TASK STATEMENT ->
Transcribe the whole listing below without changing a word, but leave out every image.

*** STORED ROWS ***

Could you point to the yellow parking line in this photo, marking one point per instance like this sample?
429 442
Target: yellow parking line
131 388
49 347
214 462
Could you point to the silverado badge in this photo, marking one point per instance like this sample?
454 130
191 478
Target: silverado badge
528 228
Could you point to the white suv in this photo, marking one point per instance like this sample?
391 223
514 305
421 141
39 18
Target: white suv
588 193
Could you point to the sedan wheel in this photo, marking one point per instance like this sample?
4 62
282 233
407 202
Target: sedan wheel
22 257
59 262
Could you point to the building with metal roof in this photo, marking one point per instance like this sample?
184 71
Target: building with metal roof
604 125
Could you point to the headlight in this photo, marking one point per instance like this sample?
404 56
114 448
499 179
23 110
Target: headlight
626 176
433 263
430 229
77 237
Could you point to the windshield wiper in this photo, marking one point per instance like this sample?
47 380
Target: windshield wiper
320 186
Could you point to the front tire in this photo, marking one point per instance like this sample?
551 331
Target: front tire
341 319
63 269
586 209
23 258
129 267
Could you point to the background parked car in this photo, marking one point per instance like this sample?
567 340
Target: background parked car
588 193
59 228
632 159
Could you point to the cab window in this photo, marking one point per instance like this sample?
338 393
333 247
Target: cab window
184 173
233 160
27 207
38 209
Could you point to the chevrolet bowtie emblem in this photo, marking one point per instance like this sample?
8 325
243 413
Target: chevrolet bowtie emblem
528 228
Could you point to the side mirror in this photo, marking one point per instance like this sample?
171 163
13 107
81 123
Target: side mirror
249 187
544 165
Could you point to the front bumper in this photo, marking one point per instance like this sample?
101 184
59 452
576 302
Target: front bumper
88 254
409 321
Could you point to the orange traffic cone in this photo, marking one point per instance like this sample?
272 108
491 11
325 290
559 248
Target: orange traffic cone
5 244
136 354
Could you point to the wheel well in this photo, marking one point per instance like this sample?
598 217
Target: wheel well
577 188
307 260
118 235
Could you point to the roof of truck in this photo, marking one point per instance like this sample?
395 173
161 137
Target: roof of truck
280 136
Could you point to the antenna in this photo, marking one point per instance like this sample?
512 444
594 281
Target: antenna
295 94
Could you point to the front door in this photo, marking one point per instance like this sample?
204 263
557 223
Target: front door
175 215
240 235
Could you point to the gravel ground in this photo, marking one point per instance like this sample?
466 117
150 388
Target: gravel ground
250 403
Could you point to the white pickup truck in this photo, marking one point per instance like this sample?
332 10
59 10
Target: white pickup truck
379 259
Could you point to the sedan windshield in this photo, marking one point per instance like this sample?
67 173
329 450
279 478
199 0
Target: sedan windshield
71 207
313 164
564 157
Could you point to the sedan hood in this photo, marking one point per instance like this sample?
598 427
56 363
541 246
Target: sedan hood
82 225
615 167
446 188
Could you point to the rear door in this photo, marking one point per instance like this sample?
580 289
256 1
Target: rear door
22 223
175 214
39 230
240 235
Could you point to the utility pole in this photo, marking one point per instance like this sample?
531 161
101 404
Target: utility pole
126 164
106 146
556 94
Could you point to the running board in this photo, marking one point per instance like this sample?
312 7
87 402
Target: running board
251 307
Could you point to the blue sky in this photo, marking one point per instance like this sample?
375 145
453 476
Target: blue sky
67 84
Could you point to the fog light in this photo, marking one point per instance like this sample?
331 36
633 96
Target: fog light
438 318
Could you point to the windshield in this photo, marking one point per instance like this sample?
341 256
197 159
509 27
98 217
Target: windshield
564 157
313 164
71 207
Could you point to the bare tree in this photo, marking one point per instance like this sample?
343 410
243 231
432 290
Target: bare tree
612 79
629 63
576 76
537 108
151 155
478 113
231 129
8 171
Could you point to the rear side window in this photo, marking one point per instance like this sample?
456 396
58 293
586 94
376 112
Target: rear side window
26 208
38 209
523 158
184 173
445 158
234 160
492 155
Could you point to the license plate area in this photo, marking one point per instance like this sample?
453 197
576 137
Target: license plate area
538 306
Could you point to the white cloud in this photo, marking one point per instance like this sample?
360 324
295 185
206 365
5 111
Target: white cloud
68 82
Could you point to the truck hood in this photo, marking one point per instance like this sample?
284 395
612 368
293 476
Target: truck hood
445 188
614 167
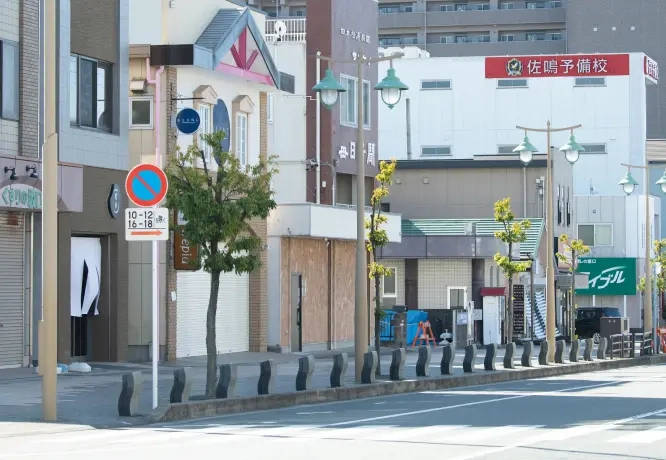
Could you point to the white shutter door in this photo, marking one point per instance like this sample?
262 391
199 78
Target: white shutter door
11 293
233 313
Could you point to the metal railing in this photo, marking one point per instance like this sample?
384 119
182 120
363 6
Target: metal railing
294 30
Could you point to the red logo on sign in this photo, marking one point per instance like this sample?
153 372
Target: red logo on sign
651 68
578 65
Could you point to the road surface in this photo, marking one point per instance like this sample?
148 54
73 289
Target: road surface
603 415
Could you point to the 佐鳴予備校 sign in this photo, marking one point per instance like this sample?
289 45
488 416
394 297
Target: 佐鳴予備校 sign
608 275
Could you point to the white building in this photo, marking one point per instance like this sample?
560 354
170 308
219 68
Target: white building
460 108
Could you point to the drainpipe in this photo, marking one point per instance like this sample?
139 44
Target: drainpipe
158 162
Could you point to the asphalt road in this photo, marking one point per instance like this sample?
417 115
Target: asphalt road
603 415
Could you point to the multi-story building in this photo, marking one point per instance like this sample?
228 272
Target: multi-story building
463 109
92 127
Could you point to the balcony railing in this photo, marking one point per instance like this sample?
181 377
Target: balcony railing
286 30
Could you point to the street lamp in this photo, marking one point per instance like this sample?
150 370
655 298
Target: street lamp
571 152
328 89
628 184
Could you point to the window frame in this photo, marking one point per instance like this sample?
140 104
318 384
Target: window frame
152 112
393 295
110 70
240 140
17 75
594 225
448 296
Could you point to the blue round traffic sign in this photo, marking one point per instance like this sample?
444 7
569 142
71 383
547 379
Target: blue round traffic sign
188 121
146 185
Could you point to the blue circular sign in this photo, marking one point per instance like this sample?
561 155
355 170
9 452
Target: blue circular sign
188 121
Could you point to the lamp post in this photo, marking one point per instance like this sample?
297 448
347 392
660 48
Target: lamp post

***

FINAL RESULT ->
Could you point to the yellow parking line in this photo, marking one point per instance like this sample?
429 442
Target: yellow parking line
131 388
49 347
214 462
Could you point to the silverado badge in this photo, marking one point per instance like this sample?
454 130
191 478
Target: silverado badge
528 228
Could you point to the white suv in this photo, marking one point per instance like this sample?
391 223
514 305
421 141
39 18
Target: white suv
588 193
Could you point to the sedan wheel in this photo, marking one point per instance like this sample?
4 62
282 233
407 202
Target: sedan wheel
22 257
59 262
Could you point to the building with metal roof in this photo, marking one point per instance like this sample?
184 71
Target: building with metal roof
604 125
Could you point to the headlight in this photo, marking one point per instance like this sample?
404 56
114 448
499 179
23 110
Target: headlight
626 176
433 263
430 229
77 237
Could you point to the windshield wiper in this photo, marking one point per instance like this sample?
47 380
Target: windshield wiper
320 186
Could you point to the front tire in this photo, marking one point per instance like this sample?
551 331
Target: front tire
341 319
63 269
586 209
23 258
129 267
Could you point to the background parked car in this photo, marking one point per instance like this sample?
567 340
Target: background parked car
588 193
59 228
632 159
Could you point to the cab window in this photo, marking one point per instance like this sample?
338 393
333 247
Target: cab window
184 173
233 160
27 207
38 209
Could you point to the chevrolet bowtie emblem in this photo, marking one point per instance like this sample?
8 325
243 413
Target: chevrolet bowtie emblem
528 228
Could you point to the side mirror in this photo, marking one point per instance like this sample?
171 163
13 107
81 123
Target: side mirror
249 187
544 165
Could you point to the front bumper in this photo, marking one point per instance like this sample?
101 184
59 452
576 302
Target: front bumper
88 254
409 321
Could you point to the orange traffic cone in this photo, marking one point per instance like this sample?
272 108
491 11
325 290
559 248
Target: orange traffic cone
5 244
136 354
Could you point to the wheel well in this photo, marking one point per instance like this sample?
598 217
Target: wheel well
577 188
307 260
118 235
Could you point to the roof of truck in this photo, marking one point per instance like this sample?
395 173
161 137
Target: roof of truck
280 136
Could you point to the antenna in this photo, marking one point per instance like this sample?
512 444
594 281
Target: antenna
295 94
Could you point to the front door in this photo, marking one point per instance like this sample?
204 263
557 223
Target: front door
175 215
240 235
Could you point to the gravel ground in this photo, marking one point per instance like this sample?
466 117
150 388
Target: gravel ground
250 403
Could you point to the white pickup truck in this photo, marking one point per instance like this sample?
332 10
59 10
Target: white pickup truck
379 259
Could you point to the sedan windshield in this photo, marking one point per instance like this sample?
67 173
329 450
279 478
199 0
Target: sedan windshield
71 207
313 164
564 157
Could you point to the sedan hood in this photo, marking one point per instance like this sample?
598 427
56 363
541 246
Target: sedan hood
82 225
615 167
446 188
Could you point to the rear door in this photo, marking one point per instance like this sample?
580 289
256 1
Target: rear door
22 223
175 214
39 230
240 235
Could you point to the utility pole in this photo, marking one point per instance like this sample?
531 161
101 404
Target: utility pole
126 164
106 146
556 94
Could you point to the running board in this photo, marking one point per instance like this sample?
312 7
87 402
Target: running board
251 307
Could you point to the blue sky in this photo, marking one point per instance like this sample?
375 145
453 476
Target: blue sky
67 84
Could you point to the fog light in this photo, marking one point per instance like this sample?
331 36
633 96
Target: fog light
438 318
Could you point to the windshield in this photo, marking one point per instance like this sample?
341 256
197 159
509 27
98 217
Target: windshield
564 157
313 164
71 207
Could you point to the bare tree in this photo, marking one point per instance like this sample?
343 410
243 231
432 290
Target: bare tree
612 79
629 63
576 76
537 108
151 155
478 113
231 129
8 171
Could you point to the rear side window in this photo, marking one point per instance like this sample?
456 396
58 293
586 94
376 112
Target: rear side window
26 208
38 209
523 158
184 173
445 158
234 160
492 155
Could you point to the license plate area in this photo, marking one point per instance like this sample?
453 197
576 137
Target: license plate area
538 306
Could you point to the white cloud in this photo, marking one point per instance like this sample?
360 324
295 185
206 365
5 111
Target: white cloud
68 82
Could you point to the truck hood in this photo, marking one point per instance like this sample?
284 395
612 368
293 476
Target: truck hood
445 188
614 167
Could you point to the white shutter door in this photo, marking one point per instance like this sample?
262 391
199 78
Target: white shutter door
11 293
233 313
Could you point to the metal railing in this photo, marking one point per instance like this sample?
384 119
182 120
363 6
Target: metal railing
294 30
Could you point to the red logo on sign in this photo, marking one point per instance like this sample?
153 372
Target: red logo on sign
651 68
578 65
Could you point to the road surface in this photo, marking one point per instance like this sample?
148 54
73 289
Target: road surface
603 415
Could you point to the 佐鳴予備校 sign in this photo, marking one point per instance like this sample?
289 45
488 416
394 297
Target: 佐鳴予備校 sign
608 275
Could you point to the white building in this photo, marking one point per instance like this sample?
560 354
170 308
219 68
Target: white building
460 108
Could you point to the drainpipe in this photo, marking one point per instance like this sample?
139 44
Target: drainpipe
158 162
Could you point to the asphalt road in this photo, marking one point per instance like this sample?
417 115
Target: asphalt road
603 415
Could you point to the multi-story building in this photo, marking one point per instance like this sample?
228 272
Target: multi-story building
463 109
92 127
Could you point to the balcony railing in this photo, marking one point per instance like this sample?
181 377
Target: balcony railing
286 30
Could you point to the street lamp in this photo, marking one point per instance like this sample?
150 370
655 298
Target: street lamp
571 152
328 89
628 184
Could you point to the window frame in this photo, marking one point per instance like this sample?
140 104
318 384
Target: window frame
152 112
393 295
110 70
240 140
17 75
594 225
448 296
Could you point to the blue round traffic sign in this photo, marking one point per instance like this sample?
444 7
569 142
71 383
547 379
Target: blue round traffic sign
188 121
146 185
Could you point to the blue circular sign in this photo, marking one point per instance like this sample?
561 155
355 170
9 452
Target: blue circular sign
188 121
Could you point to the lamp post in this photo, marking one point per instance like this sample?
297 448
347 392
660 48
Target: lamp post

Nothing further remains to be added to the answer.